PROBLEM DESCRIPTION: In the listing below, return the lines running from the one that contains "Note for the class: annotate every instance of the butterfly eye" up to and including the one that contains "the butterfly head", unchanged.

MATERIAL FOR THE TASK:
begin

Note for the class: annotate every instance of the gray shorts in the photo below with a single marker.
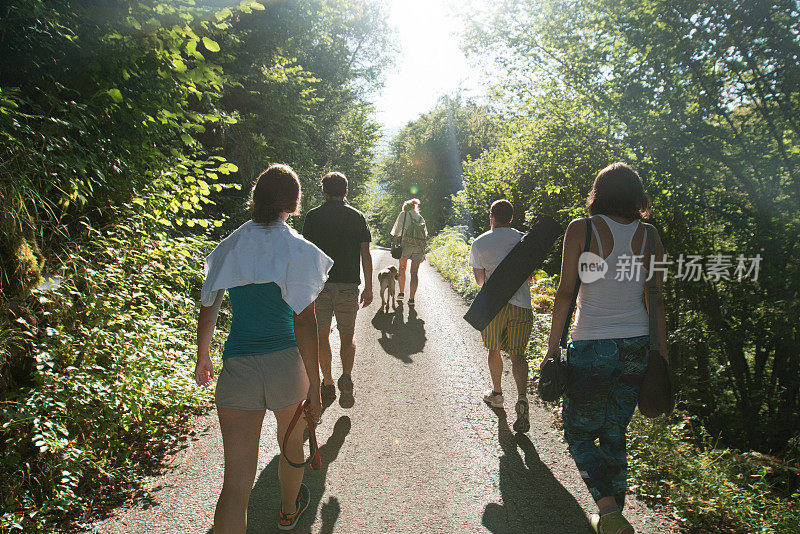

end
begin

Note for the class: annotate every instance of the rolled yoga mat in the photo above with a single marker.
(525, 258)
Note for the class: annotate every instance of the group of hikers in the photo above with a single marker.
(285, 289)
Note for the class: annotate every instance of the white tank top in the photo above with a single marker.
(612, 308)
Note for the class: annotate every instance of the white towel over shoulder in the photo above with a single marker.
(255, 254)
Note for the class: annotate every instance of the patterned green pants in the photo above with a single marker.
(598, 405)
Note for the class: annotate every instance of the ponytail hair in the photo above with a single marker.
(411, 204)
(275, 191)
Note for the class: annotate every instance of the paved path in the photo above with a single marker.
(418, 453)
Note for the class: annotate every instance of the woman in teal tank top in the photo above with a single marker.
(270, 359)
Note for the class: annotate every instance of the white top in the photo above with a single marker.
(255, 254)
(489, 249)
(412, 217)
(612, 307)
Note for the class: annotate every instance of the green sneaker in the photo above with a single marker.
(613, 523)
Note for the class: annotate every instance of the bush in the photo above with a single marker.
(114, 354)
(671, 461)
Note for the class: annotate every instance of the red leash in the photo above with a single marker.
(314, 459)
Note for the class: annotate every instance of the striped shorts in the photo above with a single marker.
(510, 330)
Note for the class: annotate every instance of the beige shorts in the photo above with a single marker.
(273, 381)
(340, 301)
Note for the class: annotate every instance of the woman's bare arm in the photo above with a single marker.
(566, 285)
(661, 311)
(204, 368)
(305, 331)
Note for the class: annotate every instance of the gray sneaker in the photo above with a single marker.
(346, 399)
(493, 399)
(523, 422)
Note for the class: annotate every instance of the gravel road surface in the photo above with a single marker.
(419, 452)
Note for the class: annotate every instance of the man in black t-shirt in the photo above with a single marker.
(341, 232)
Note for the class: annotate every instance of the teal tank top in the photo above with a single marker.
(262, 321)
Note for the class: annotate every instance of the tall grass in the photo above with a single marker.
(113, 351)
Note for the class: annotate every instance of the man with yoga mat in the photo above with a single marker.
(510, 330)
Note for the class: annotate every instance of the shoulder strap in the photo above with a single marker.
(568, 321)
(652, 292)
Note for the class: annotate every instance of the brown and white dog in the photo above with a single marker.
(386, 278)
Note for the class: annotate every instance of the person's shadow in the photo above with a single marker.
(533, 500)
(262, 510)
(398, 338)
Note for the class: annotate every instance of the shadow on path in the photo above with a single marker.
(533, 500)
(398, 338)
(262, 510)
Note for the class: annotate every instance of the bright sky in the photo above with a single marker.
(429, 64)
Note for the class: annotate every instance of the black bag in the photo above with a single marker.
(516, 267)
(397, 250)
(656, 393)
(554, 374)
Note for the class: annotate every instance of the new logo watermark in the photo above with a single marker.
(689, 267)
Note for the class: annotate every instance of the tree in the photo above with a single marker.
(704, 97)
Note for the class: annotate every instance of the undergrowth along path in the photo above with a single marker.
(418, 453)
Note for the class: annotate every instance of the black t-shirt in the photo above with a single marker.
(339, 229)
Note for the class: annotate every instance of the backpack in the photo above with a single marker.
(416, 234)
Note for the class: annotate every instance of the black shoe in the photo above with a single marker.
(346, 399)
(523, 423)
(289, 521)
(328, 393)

end
begin

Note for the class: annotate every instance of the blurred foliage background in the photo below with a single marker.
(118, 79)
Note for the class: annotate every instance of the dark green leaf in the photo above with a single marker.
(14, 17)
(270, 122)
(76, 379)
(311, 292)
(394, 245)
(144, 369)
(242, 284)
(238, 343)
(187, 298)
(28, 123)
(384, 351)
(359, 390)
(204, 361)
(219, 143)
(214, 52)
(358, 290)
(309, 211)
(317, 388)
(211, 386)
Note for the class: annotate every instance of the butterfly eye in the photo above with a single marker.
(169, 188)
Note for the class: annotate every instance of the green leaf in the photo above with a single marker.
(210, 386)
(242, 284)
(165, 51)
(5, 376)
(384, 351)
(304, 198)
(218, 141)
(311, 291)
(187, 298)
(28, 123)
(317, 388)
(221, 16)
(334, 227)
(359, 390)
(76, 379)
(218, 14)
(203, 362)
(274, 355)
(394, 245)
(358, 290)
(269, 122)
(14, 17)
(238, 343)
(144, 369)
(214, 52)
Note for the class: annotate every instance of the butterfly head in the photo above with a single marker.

end

TASK ANSWER:
Note for the class: annotate every instance of the butterfly eye in the photo above with a single marker.
(169, 188)
Note for the class: annotate every instance of the green leaf in the photo above with a single marker.
(210, 386)
(242, 284)
(165, 51)
(5, 376)
(384, 351)
(304, 198)
(218, 141)
(311, 291)
(187, 298)
(28, 123)
(317, 388)
(221, 16)
(334, 227)
(359, 390)
(76, 379)
(218, 14)
(203, 362)
(274, 355)
(394, 245)
(358, 290)
(269, 122)
(14, 17)
(238, 343)
(144, 369)
(214, 52)
Note for the class: annotate every instance of the butterfly head in the photo above with a single marker.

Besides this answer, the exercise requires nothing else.